Exercise task: Can you put every line of the data below into a JSON list of strings, one string per line, skipping blank lines and leaving the pictures out?
━━ Listed entries
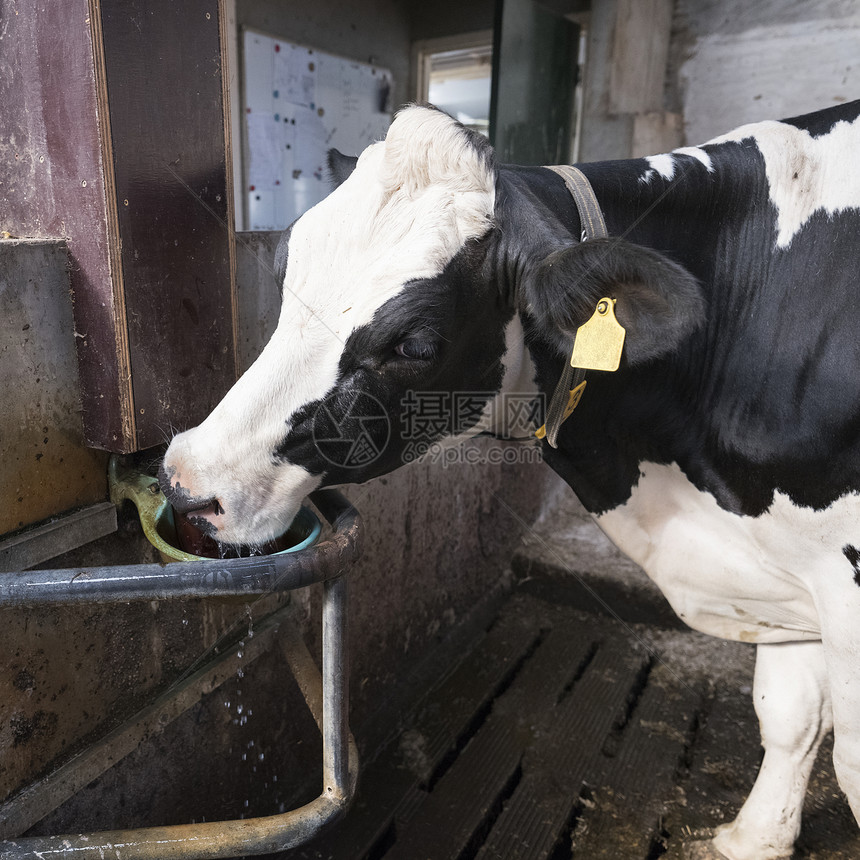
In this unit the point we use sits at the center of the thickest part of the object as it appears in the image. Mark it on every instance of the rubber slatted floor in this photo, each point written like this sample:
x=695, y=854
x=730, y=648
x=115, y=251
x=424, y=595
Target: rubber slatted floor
x=561, y=734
━━━━
Expected answer:
[
  "In this unit the point we use sits at the center of the thickest part of the object as it appears in the image. Mark it on every instance of the rubber slatted floor in this photo, each point written like this sample:",
  "x=695, y=854",
  "x=730, y=648",
  "x=115, y=251",
  "x=424, y=595",
  "Target: rubber slatted floor",
  "x=561, y=734"
]